§ **DATA FOR THE TASK**
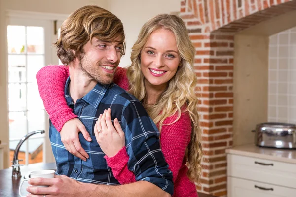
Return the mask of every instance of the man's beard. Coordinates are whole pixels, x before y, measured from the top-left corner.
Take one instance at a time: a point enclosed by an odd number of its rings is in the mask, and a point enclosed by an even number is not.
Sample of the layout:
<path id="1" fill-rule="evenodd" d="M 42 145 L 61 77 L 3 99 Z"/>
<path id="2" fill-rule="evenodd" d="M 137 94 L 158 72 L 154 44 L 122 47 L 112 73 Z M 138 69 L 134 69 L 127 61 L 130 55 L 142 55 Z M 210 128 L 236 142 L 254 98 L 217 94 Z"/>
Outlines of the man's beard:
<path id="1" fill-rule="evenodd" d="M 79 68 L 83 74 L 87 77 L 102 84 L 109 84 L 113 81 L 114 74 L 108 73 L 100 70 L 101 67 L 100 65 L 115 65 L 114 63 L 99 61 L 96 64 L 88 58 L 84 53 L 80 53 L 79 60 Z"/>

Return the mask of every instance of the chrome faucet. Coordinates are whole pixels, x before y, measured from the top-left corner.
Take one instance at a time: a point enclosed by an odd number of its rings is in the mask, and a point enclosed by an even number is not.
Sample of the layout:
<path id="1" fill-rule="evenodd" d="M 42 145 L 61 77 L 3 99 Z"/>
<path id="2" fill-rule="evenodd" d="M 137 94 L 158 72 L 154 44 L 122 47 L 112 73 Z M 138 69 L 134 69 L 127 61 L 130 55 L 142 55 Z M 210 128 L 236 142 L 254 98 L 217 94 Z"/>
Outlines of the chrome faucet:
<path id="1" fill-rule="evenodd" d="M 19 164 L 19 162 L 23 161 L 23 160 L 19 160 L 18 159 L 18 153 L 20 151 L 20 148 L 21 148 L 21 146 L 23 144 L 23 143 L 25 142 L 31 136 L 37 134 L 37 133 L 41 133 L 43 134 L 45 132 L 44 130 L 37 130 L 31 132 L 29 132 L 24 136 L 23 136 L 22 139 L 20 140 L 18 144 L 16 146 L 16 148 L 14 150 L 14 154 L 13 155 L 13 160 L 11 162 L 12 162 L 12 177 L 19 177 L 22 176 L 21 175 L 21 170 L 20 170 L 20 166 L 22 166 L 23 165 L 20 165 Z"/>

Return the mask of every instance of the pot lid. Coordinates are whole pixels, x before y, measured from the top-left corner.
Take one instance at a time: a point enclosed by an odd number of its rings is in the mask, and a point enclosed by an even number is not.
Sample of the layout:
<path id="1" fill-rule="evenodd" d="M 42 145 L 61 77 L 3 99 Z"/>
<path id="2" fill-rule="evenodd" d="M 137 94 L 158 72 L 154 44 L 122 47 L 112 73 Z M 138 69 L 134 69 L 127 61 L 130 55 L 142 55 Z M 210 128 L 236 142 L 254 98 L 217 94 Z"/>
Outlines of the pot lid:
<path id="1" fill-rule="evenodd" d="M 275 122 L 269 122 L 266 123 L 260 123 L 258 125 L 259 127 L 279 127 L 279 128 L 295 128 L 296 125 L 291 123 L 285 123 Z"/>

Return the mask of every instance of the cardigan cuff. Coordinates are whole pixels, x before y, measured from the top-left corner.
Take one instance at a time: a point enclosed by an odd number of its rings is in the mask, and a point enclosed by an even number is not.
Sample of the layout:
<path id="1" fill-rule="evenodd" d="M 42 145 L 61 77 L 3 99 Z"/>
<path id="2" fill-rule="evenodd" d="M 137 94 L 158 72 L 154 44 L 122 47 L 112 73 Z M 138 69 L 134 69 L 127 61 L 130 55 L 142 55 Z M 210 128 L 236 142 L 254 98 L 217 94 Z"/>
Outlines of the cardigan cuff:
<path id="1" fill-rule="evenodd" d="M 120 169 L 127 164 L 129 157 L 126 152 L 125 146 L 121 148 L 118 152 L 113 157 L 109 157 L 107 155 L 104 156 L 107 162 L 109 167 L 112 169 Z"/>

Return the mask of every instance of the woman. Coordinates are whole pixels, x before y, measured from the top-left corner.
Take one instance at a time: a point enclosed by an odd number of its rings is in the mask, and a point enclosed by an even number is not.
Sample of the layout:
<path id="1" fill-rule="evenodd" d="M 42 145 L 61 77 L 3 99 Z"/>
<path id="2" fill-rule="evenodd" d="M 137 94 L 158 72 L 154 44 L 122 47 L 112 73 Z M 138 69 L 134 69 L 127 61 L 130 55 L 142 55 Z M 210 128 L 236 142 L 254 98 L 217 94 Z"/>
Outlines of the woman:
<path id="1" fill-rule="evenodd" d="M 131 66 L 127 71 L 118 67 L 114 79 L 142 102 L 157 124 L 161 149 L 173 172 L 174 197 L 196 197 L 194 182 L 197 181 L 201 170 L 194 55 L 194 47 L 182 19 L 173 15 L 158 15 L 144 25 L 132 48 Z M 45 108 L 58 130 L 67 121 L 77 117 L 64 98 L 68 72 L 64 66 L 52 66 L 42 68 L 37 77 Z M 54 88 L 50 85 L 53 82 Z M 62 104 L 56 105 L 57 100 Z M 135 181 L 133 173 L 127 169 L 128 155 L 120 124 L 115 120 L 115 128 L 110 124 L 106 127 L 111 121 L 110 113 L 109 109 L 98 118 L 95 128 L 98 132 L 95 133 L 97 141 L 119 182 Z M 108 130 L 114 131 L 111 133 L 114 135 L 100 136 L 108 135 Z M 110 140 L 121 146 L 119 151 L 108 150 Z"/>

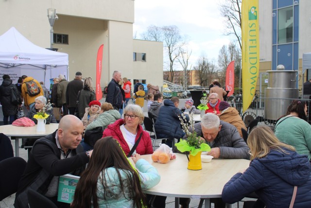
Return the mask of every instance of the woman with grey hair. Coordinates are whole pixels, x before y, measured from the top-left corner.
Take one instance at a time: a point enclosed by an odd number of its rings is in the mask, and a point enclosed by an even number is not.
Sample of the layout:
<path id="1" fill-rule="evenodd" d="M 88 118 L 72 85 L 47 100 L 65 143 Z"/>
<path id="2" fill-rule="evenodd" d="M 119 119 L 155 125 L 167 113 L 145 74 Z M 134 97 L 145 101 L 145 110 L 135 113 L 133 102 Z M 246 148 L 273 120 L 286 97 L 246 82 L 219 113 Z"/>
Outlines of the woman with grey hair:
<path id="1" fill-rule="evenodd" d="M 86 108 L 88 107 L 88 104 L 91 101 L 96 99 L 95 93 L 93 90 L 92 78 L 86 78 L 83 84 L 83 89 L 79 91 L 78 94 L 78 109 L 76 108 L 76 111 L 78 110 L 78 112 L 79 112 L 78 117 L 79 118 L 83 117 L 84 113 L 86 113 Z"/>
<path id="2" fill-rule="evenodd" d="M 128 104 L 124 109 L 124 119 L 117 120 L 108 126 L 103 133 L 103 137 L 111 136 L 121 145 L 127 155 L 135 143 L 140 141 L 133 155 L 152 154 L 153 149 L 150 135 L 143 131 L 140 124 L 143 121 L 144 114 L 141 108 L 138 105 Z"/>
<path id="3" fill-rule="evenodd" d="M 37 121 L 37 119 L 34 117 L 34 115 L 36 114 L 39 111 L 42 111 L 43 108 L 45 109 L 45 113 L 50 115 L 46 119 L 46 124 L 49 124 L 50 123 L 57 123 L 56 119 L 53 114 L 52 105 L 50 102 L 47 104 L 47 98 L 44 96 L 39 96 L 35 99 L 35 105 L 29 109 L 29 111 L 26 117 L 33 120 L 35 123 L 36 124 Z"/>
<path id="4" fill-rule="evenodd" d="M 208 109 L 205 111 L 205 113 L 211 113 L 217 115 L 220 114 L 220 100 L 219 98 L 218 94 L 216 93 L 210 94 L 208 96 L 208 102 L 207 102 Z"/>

§ **PROBLEM REQUIREMENTS**
Can you convert every line of the records above into a Markdown table with the columns Row and Line, numbering the rows and leaving out blank lines and the pictures?

§ **SOLUTION TO THE PROBLEM**
| Row | Line |
|---|---|
| 1 | Return the mask of every instance of the man's beard. Coordinates are whole pixels, x before y, measured from the top-left corner. |
| 2 | Take one instance at a time: a point enclosed by an odd number of its rings is in the mask, and a point enclosed by an even number is not. |
| 3 | Sample of the layout: |
| 4 | <path id="1" fill-rule="evenodd" d="M 42 145 L 61 77 L 3 99 Z"/> |
| 5 | <path id="2" fill-rule="evenodd" d="M 137 94 L 158 72 L 154 44 L 122 47 L 112 73 Z M 138 69 L 134 69 L 127 61 L 130 55 L 142 55 Z M 210 128 L 236 142 L 254 98 L 217 94 Z"/> |
| 6 | Outlines of the man's beard: |
| 7 | <path id="1" fill-rule="evenodd" d="M 79 68 L 83 74 L 87 77 L 102 84 L 109 84 L 113 81 L 114 74 L 108 73 L 100 70 L 101 67 L 100 65 L 115 65 L 114 63 L 99 61 L 96 64 L 88 58 L 84 53 L 80 53 L 79 60 Z"/> |
| 8 | Return the mask of every instance of the chrome faucet. Coordinates are whole pixels, x before y, measured from the top-left corner. |
| 9 | Take one instance at a time: a point enclosed by an odd number of its rings is in the mask, and a point enclosed by an even number is not. |
| 10 | Sample of the layout: |
| 11 | <path id="1" fill-rule="evenodd" d="M 42 145 L 61 77 L 3 99 Z"/> |
| 12 | <path id="2" fill-rule="evenodd" d="M 137 94 L 158 72 L 154 44 L 122 47 L 112 73 Z M 138 69 L 134 69 L 127 61 L 130 55 L 142 55 Z M 210 128 L 236 142 L 254 98 L 217 94 Z"/> |
| 13 | Outlines of the chrome faucet: |
| 14 | <path id="1" fill-rule="evenodd" d="M 19 164 L 19 162 L 23 161 L 23 160 L 19 160 L 18 159 L 18 153 L 20 151 L 20 148 L 21 148 L 21 146 L 23 144 L 23 143 L 25 142 L 31 136 L 37 134 L 37 133 L 41 133 L 43 134 L 45 132 L 44 130 L 37 130 L 31 132 L 29 132 L 24 136 L 23 136 L 22 139 L 20 140 L 18 144 L 16 146 L 16 148 L 14 150 L 14 154 L 13 155 L 13 160 L 11 162 L 12 162 L 12 177 L 19 177 L 22 176 L 21 175 L 21 170 L 20 170 L 20 166 L 22 166 L 23 165 L 20 165 Z"/> |
| 15 | Return the mask of every instance of the pot lid. Coordinates are whole pixels, x before y, measured from the top-left corner. |
| 16 | Take one instance at a time: a point enclosed by an odd number of its rings is in the mask, and a point enclosed by an even number is not. |
| 17 | Sample of the layout: |
| 18 | <path id="1" fill-rule="evenodd" d="M 42 145 L 61 77 L 3 99 Z"/> |
| 19 | <path id="2" fill-rule="evenodd" d="M 137 94 L 158 72 L 154 44 L 122 47 L 112 73 Z M 138 69 L 134 69 L 127 61 L 130 55 L 142 55 Z M 210 128 L 236 142 L 254 98 L 217 94 Z"/> |
| 20 | Outlines of the pot lid: |
| 21 | <path id="1" fill-rule="evenodd" d="M 275 122 L 269 122 L 266 123 L 260 123 L 258 125 L 259 127 L 279 127 L 279 128 L 295 128 L 296 125 L 291 123 L 285 123 Z"/> |
| 22 | Return the mask of every instance of the cardigan cuff. Coordinates are whole pixels, x before y, measured from the top-left corner. |
| 23 | Take one instance at a time: a point enclosed by an odd number of its rings is in the mask, and a point enclosed by an even number is not. |
| 24 | Sample of the layout: |
| 25 | <path id="1" fill-rule="evenodd" d="M 42 145 L 61 77 L 3 99 Z"/> |
| 26 | <path id="2" fill-rule="evenodd" d="M 137 94 L 158 72 L 154 44 L 122 47 L 112 73 Z M 138 69 L 134 69 L 127 61 L 130 55 L 142 55 Z M 210 128 L 236 142 L 254 98 L 217 94 Z"/> |
| 27 | Outlines of the cardigan cuff: |
| 28 | <path id="1" fill-rule="evenodd" d="M 120 169 L 127 164 L 129 157 L 126 152 L 125 146 L 121 148 L 118 152 L 113 157 L 109 157 L 107 155 L 104 156 L 107 162 L 109 167 L 112 169 Z"/> |
| 29 | Return the mask of every instance of the woman. Coordinates are whole pixels, x before y, measured from the top-left corner. |
| 30 | Take one instance at a time: a point enclosed by an odd number of its rings is in the mask, and a point enclosed by an even number is not. |
| 31 | Sample of the layout: |
| 32 | <path id="1" fill-rule="evenodd" d="M 42 145 L 61 77 L 3 99 Z"/> |
| 33 | <path id="2" fill-rule="evenodd" d="M 137 94 L 158 72 L 154 44 L 122 47 L 112 73 Z M 138 69 L 134 69 L 127 61 L 130 55 L 142 55 Z M 210 128 L 236 142 L 254 98 L 217 94 Z"/> |
| 34 | Outlines of the woman: |
| 35 | <path id="1" fill-rule="evenodd" d="M 131 66 L 127 71 L 118 67 L 114 79 L 142 102 L 157 124 L 161 149 L 173 172 L 174 197 L 196 197 L 194 182 L 197 181 L 201 170 L 194 55 L 194 47 L 182 19 L 173 15 L 158 15 L 144 25 L 132 48 Z M 45 108 L 58 130 L 67 121 L 77 117 L 64 98 L 68 72 L 64 66 L 52 66 L 42 68 L 37 77 Z M 54 88 L 50 85 L 53 82 Z M 62 104 L 56 105 L 57 100 Z M 135 181 L 133 173 L 127 169 L 128 155 L 120 124 L 115 120 L 115 128 L 110 124 L 106 127 L 111 121 L 110 113 L 109 109 L 98 118 L 95 128 L 98 132 L 95 133 L 97 141 L 119 182 Z M 108 130 L 114 131 L 111 133 L 114 135 L 100 136 L 108 135 Z M 110 140 L 121 146 L 119 151 L 108 150 Z"/> |
| 36 | Return the mask of every instance of the woman with grey hair. Coordinates are whole pixels, x before y, measured from the top-left corner. |
| 37 | Take one instance at a time: a point enclosed by an odd number of its rings is in the mask, and a point enclosed by an even number is not. |
| 38 | Sample of the layout: |
| 39 | <path id="1" fill-rule="evenodd" d="M 88 118 L 72 85 L 47 100 L 65 143 Z"/> |
| 40 | <path id="2" fill-rule="evenodd" d="M 119 119 L 155 125 L 167 113 L 145 74 Z M 134 97 L 145 101 L 145 110 L 135 113 L 133 102 Z M 246 148 L 273 120 L 286 97 L 246 82 L 219 113 Z"/> |
| 41 | Outlines of the woman with grey hair: |
| 42 | <path id="1" fill-rule="evenodd" d="M 86 108 L 88 107 L 88 104 L 91 101 L 96 99 L 95 93 L 93 90 L 92 78 L 86 78 L 83 84 L 83 89 L 79 91 L 78 94 L 78 109 L 76 108 L 76 111 L 78 110 L 78 112 L 79 112 L 78 117 L 79 118 L 83 117 L 84 113 L 86 113 Z"/> |
| 43 | <path id="2" fill-rule="evenodd" d="M 128 104 L 124 109 L 124 119 L 117 120 L 108 126 L 103 133 L 103 137 L 111 136 L 121 145 L 127 155 L 135 143 L 140 141 L 133 155 L 152 154 L 153 149 L 150 135 L 143 131 L 140 124 L 143 121 L 144 114 L 141 108 L 138 105 Z"/> |
| 44 | <path id="3" fill-rule="evenodd" d="M 37 121 L 37 119 L 34 117 L 34 115 L 36 114 L 39 111 L 42 111 L 43 108 L 45 109 L 45 113 L 50 115 L 46 119 L 46 124 L 49 124 L 50 123 L 57 123 L 56 119 L 53 114 L 52 105 L 50 102 L 47 104 L 47 98 L 44 96 L 39 96 L 35 99 L 35 105 L 29 109 L 29 111 L 26 117 L 33 120 L 35 123 L 36 124 Z"/> |
| 45 | <path id="4" fill-rule="evenodd" d="M 208 109 L 205 111 L 205 113 L 211 113 L 217 115 L 220 114 L 220 100 L 219 98 L 218 94 L 216 93 L 210 94 L 208 96 L 208 102 L 207 102 Z"/> |